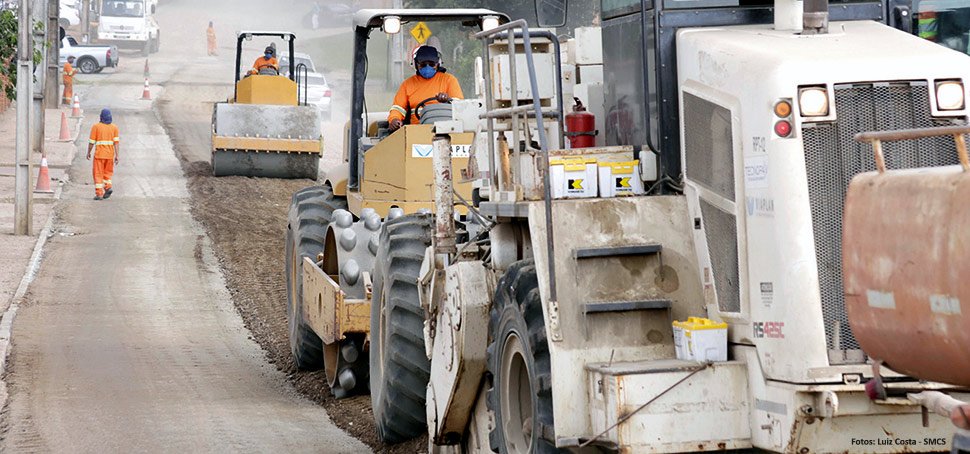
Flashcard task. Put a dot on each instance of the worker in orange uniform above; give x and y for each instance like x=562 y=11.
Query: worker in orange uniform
x=104 y=140
x=430 y=84
x=267 y=61
x=69 y=73
x=210 y=34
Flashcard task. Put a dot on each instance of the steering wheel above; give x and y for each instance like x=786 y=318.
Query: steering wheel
x=421 y=104
x=268 y=70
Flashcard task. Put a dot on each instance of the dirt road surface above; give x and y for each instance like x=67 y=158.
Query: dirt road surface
x=157 y=320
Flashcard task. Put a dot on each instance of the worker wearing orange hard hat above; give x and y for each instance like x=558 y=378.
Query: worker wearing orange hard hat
x=68 y=79
x=104 y=141
x=430 y=84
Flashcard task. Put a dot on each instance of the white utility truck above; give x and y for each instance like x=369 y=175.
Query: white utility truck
x=129 y=24
x=542 y=319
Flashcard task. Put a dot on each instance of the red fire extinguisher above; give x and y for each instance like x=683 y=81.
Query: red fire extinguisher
x=581 y=127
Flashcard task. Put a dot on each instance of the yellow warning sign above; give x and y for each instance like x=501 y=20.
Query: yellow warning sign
x=421 y=33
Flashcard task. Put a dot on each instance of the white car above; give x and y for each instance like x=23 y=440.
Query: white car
x=70 y=14
x=318 y=94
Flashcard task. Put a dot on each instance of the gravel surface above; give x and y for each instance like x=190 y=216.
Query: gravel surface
x=246 y=220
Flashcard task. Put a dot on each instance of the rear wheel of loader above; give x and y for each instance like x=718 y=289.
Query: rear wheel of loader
x=399 y=368
x=518 y=360
x=306 y=233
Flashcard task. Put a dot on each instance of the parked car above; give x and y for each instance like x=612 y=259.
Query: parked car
x=88 y=58
x=318 y=94
x=298 y=58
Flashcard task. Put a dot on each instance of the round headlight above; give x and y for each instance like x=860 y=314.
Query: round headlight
x=949 y=95
x=489 y=22
x=813 y=102
x=392 y=25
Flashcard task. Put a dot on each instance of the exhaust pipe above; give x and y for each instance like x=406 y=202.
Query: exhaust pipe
x=815 y=20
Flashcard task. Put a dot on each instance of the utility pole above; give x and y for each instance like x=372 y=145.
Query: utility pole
x=25 y=68
x=38 y=15
x=86 y=21
x=52 y=98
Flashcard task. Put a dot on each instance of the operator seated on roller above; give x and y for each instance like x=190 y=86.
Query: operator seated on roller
x=430 y=84
x=267 y=64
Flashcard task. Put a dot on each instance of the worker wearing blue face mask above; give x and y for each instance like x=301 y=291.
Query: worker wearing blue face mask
x=430 y=84
x=266 y=63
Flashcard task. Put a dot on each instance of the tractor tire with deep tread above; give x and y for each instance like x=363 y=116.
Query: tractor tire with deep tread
x=399 y=368
x=310 y=212
x=518 y=361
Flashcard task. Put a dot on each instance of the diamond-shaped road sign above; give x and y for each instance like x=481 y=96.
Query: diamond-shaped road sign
x=421 y=33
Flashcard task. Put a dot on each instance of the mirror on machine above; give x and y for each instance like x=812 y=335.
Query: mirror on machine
x=551 y=13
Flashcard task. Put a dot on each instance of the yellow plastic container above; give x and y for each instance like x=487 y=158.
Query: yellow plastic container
x=620 y=178
x=573 y=177
x=700 y=339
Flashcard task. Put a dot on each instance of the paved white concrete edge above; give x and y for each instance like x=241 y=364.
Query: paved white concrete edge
x=6 y=322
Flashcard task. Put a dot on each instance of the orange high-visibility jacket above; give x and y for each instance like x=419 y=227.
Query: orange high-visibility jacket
x=69 y=72
x=262 y=62
x=104 y=137
x=415 y=89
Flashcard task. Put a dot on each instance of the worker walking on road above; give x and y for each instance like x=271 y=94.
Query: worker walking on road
x=104 y=140
x=210 y=34
x=69 y=72
x=430 y=84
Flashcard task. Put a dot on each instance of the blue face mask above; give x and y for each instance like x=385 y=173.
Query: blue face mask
x=428 y=72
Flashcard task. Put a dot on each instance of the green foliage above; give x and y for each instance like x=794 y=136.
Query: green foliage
x=9 y=33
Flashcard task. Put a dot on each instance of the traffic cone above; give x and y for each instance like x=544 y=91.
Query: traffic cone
x=43 y=178
x=76 y=111
x=65 y=132
x=146 y=95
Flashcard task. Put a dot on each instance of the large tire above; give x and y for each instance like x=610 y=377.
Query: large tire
x=310 y=212
x=518 y=360
x=88 y=65
x=399 y=368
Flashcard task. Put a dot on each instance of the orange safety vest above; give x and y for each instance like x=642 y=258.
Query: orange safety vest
x=415 y=89
x=262 y=62
x=69 y=72
x=104 y=138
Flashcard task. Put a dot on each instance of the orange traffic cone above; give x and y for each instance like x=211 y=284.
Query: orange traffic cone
x=76 y=111
x=146 y=95
x=65 y=130
x=43 y=178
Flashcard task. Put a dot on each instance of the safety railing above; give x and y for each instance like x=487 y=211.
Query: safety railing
x=508 y=32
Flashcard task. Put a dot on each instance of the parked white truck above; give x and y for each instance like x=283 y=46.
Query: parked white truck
x=129 y=24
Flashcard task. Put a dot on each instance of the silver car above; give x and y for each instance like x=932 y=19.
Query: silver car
x=318 y=94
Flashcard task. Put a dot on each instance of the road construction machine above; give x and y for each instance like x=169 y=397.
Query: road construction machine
x=679 y=289
x=266 y=129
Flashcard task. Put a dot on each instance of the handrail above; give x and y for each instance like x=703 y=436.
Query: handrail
x=877 y=137
x=487 y=36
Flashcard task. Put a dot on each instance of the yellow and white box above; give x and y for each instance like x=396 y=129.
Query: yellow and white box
x=573 y=177
x=620 y=178
x=700 y=339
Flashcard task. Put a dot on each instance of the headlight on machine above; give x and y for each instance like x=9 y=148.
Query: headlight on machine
x=813 y=102
x=950 y=95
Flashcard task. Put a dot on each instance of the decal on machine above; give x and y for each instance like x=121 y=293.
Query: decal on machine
x=424 y=151
x=756 y=172
x=767 y=293
x=768 y=330
x=763 y=207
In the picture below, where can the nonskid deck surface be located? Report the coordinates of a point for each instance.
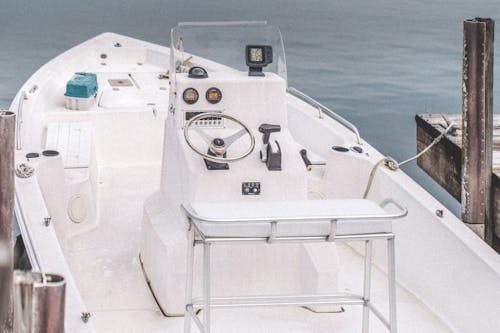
(106, 267)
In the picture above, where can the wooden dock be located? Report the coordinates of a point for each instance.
(443, 162)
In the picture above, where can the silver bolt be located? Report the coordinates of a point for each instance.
(85, 316)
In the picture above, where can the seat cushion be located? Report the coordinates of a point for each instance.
(311, 218)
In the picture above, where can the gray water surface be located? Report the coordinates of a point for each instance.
(377, 63)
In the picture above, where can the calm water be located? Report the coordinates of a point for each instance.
(377, 63)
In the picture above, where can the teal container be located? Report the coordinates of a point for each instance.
(82, 85)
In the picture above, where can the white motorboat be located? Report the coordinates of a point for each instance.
(130, 153)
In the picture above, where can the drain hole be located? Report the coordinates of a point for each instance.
(32, 155)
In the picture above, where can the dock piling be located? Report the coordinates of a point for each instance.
(477, 119)
(7, 135)
(40, 301)
(463, 163)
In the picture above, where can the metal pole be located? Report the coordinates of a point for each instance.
(40, 301)
(7, 144)
(477, 118)
(367, 285)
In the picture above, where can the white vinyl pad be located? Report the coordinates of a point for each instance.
(313, 217)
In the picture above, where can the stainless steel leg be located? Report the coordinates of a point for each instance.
(189, 280)
(391, 272)
(367, 285)
(206, 287)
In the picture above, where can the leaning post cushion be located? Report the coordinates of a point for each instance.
(295, 221)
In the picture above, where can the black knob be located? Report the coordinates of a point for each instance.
(267, 129)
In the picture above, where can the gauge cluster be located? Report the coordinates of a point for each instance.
(213, 95)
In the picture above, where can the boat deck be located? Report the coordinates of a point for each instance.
(106, 267)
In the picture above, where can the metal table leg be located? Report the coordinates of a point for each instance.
(367, 285)
(189, 279)
(391, 273)
(206, 287)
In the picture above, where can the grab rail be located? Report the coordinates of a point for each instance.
(321, 108)
(19, 119)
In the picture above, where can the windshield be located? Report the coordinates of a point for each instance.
(220, 46)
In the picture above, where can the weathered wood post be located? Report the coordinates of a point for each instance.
(40, 301)
(7, 139)
(477, 125)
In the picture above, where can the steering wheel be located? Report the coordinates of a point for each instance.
(218, 146)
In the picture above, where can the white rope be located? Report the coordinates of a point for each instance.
(393, 165)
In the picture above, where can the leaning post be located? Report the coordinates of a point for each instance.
(7, 139)
(477, 124)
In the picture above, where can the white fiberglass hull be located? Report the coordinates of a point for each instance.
(448, 279)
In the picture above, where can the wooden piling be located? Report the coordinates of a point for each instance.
(467, 164)
(7, 139)
(40, 301)
(477, 127)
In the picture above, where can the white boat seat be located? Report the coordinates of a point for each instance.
(72, 141)
(302, 221)
(295, 218)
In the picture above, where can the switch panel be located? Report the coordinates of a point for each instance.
(250, 188)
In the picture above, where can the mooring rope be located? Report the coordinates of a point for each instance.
(393, 165)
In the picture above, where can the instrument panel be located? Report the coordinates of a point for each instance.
(213, 122)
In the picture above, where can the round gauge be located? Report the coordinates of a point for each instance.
(213, 95)
(197, 73)
(190, 96)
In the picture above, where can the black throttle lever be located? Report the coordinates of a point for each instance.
(268, 155)
(267, 129)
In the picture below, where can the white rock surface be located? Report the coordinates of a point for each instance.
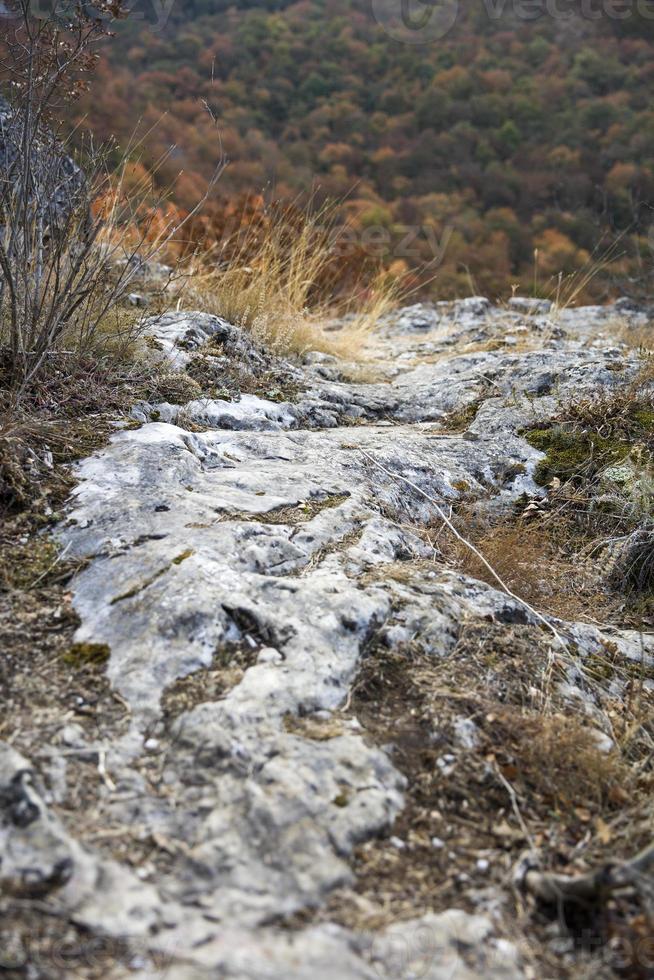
(196, 540)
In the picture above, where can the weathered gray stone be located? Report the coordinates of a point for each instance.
(269, 530)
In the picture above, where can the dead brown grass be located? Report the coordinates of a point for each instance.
(527, 774)
(268, 288)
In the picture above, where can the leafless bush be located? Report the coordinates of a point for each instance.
(64, 264)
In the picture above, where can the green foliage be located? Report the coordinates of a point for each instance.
(571, 454)
(556, 130)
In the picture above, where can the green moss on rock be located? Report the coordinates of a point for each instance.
(570, 453)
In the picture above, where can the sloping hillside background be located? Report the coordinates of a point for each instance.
(503, 137)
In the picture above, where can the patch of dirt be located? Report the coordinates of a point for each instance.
(36, 944)
(292, 515)
(497, 763)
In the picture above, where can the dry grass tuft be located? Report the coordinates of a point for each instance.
(279, 288)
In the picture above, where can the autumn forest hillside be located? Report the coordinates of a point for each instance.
(506, 152)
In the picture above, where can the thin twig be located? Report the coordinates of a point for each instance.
(468, 544)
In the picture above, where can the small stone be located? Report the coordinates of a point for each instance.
(268, 655)
(72, 735)
(137, 299)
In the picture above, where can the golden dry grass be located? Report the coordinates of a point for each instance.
(268, 289)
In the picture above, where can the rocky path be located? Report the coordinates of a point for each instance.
(235, 575)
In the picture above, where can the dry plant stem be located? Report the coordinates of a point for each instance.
(554, 889)
(468, 544)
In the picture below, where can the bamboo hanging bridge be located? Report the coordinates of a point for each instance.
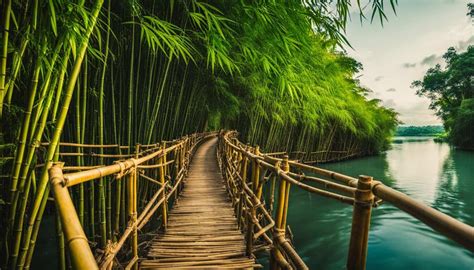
(212, 202)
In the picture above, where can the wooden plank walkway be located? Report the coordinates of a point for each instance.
(202, 229)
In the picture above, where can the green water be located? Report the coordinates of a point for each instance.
(434, 173)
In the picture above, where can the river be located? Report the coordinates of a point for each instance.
(435, 173)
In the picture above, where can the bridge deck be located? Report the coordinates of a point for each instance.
(202, 228)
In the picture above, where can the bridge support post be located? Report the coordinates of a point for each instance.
(81, 254)
(250, 228)
(132, 214)
(164, 214)
(360, 224)
(281, 212)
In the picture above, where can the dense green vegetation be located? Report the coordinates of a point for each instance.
(451, 91)
(419, 130)
(141, 71)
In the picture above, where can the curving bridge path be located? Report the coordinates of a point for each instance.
(202, 229)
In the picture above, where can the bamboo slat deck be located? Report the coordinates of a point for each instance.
(202, 229)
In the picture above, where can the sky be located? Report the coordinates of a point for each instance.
(403, 49)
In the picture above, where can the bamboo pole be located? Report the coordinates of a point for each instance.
(164, 216)
(364, 198)
(82, 257)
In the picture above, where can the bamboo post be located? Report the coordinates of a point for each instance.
(360, 224)
(164, 217)
(281, 212)
(82, 257)
(250, 228)
(257, 188)
(286, 169)
(134, 218)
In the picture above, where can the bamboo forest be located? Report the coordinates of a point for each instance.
(167, 134)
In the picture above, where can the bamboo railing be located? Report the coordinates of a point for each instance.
(164, 165)
(259, 185)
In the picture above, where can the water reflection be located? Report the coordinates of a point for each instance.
(431, 172)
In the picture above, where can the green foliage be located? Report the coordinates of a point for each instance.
(451, 90)
(419, 130)
(157, 70)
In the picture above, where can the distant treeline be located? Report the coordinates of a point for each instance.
(419, 130)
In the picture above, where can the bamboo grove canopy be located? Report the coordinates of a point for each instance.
(140, 71)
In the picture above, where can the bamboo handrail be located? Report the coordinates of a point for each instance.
(80, 251)
(231, 148)
(246, 172)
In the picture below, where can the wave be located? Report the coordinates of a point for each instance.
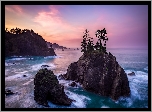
(15, 77)
(38, 66)
(146, 68)
(104, 106)
(46, 57)
(80, 100)
(17, 59)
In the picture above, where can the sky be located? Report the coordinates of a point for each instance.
(126, 25)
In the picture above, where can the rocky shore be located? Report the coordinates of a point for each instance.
(100, 73)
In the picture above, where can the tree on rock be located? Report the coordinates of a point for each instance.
(87, 45)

Task to complete: Keep the pictures out and repeat exactly the lines from the beginning of the data through the line that contains "like x=369 y=175.", both ends included.

Task solution:
Flashcard task. Put a dot on each instance of the worker in orange uniform above; give x and y for each instance like x=562 y=11.
Query: worker in orange uniform
x=104 y=140
x=430 y=84
x=267 y=61
x=69 y=73
x=210 y=34
Flashcard task. Put a dot on each instance of the steering wheel above; give x and y for each instance like x=786 y=318.
Query: steering wheel
x=421 y=104
x=268 y=70
Flashcard task. Put a dot on each instance of the dirt road surface above; give x and y for each instance like x=67 y=158.
Query: dirt road surface
x=157 y=320
Flashcard task. Put a dot on each instance of the worker wearing orange hard hat above; give x and y for each instance like x=558 y=378.
Query: worker wearing orange hard hat
x=68 y=79
x=104 y=141
x=430 y=84
Flashcard task. Put a dot on each instance of the white utility truck above; give x and y for each instance like x=369 y=175.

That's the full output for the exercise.